Data section:
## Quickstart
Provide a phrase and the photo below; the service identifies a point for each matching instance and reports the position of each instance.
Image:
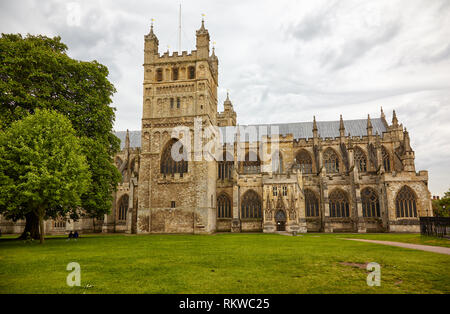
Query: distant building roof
(297, 129)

Required work: Make an exact copy of the records, pictures excluded.

Completed exercise:
## Quickstart
Provide a phrase and the photo below; the service identifies a point for each matching instance and reports the position of each instance.
Image:
Query: distant building roof
(297, 129)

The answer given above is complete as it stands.